## AIM OF THE TASK
Reproduce each of the following items word for word, without altering any of them.

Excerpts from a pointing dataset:
• • •

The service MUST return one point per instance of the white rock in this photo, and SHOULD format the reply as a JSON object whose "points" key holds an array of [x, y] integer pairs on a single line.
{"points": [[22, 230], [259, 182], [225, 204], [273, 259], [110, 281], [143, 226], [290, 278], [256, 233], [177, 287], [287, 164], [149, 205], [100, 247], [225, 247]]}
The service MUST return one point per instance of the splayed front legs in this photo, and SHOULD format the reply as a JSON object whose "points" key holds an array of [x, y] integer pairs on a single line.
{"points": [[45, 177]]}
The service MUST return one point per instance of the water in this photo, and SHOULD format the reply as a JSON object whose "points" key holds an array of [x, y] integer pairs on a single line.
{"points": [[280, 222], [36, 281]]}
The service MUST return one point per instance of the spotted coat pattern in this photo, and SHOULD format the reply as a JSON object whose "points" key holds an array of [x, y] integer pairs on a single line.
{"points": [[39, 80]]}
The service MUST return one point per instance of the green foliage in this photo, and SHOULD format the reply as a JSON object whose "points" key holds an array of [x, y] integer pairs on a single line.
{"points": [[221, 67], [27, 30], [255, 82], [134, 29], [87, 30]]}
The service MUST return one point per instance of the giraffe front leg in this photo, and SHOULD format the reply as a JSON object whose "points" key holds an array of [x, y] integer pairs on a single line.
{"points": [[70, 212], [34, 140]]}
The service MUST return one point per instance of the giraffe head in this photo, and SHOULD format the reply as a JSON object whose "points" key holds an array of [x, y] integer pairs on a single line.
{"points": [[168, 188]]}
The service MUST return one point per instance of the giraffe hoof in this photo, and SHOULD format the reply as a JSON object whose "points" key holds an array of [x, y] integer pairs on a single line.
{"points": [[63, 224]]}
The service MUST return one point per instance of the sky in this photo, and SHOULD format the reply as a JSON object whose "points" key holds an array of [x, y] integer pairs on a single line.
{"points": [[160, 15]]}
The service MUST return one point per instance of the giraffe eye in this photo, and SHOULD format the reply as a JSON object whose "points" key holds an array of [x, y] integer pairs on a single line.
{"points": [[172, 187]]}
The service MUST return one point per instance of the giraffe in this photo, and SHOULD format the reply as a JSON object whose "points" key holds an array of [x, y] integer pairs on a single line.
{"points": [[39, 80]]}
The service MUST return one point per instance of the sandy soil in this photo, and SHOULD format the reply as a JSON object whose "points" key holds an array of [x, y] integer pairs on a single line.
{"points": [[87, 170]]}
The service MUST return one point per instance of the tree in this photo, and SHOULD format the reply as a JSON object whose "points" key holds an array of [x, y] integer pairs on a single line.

• • •

## EXERCISE ANSWER
The service MUST return one point per instance of the white rock in this photo, and SHOULD format the reply as a JSON object whose "points" key holds an array of [x, y] integer pairs on a single line.
{"points": [[22, 230], [259, 182], [225, 204], [273, 259], [110, 281], [143, 226], [290, 278], [256, 233], [177, 287], [287, 164], [149, 205], [100, 247], [225, 247]]}
The service MUST return one point per instance of the splayed front legs in this photo, and SHOULD format the reply as a JSON object whose "points" key holds an array of [x, y] integer pairs on a single line.
{"points": [[45, 177]]}
The service MUST return one point per instance of the water in this photo, and SHOULD format the reply as a JSON object whose "points" key holds an array of [x, y] integer pairs on a single line.
{"points": [[280, 222], [36, 281]]}
The service MUST return one point per instance of the spotted coat pattern in this photo, and SHOULD format the reply as a JSON object whose "points" key holds an array of [x, y] integer pairs on a single line.
{"points": [[39, 80]]}
The service MUST return one point per instance of the green foliage in this photo, and SHOULD format the reply as a JSON object whose "points" key holds an array of [x, y] integer pairs on a single line.
{"points": [[221, 67], [27, 30], [255, 82], [134, 29], [87, 30]]}
The service MUST return one point per instance of the giraffe front leg in this photo, and SHOULD format the reply as a JSON object whose "points" key holds an array of [x, y] integer pairs on a single line.
{"points": [[70, 212], [34, 140]]}
The service MUST return one point per instance of the giraffe head in this photo, and SHOULD format the reply as a JSON object whose "points" key holds an array of [x, y] integer pairs on a single line.
{"points": [[168, 188]]}
The service MUST return one point per instance of the giraffe hoof in this photo, and SHOULD format the reply as a JSON object whose "points" key holds an array of [x, y] integer pairs on a single line.
{"points": [[63, 224]]}
The service MUST return one point per instance of the sky in this photo, and SHOULD format the reply as a JSON object whose "points" key holds an array of [x, y] integer pairs on a single line.
{"points": [[160, 15]]}
The service MUST return one point per instance of the giraffe eye in this photo, and SHOULD format the reply as a JSON object whose "points" key holds an array of [x, y] integer pairs on a single line.
{"points": [[172, 187]]}
The service MUST return one point per instance of the giraffe in this photo, and SHOULD format the reply as a JSON object whose "points" key holds an array of [x, y] integer pairs on a single line.
{"points": [[39, 80]]}
The service MUST return one point per instance of the sandy soil in this photo, and SHOULD format the reply as a JSON object whose "points" key holds an array of [x, y] integer pairs on a single line.
{"points": [[87, 170]]}
The service MUST return one point per instance of the tree in this photo, and SHOULD format the reply as a JSON object whose "points" key holds an array of [x, y] integer pairs on a single line.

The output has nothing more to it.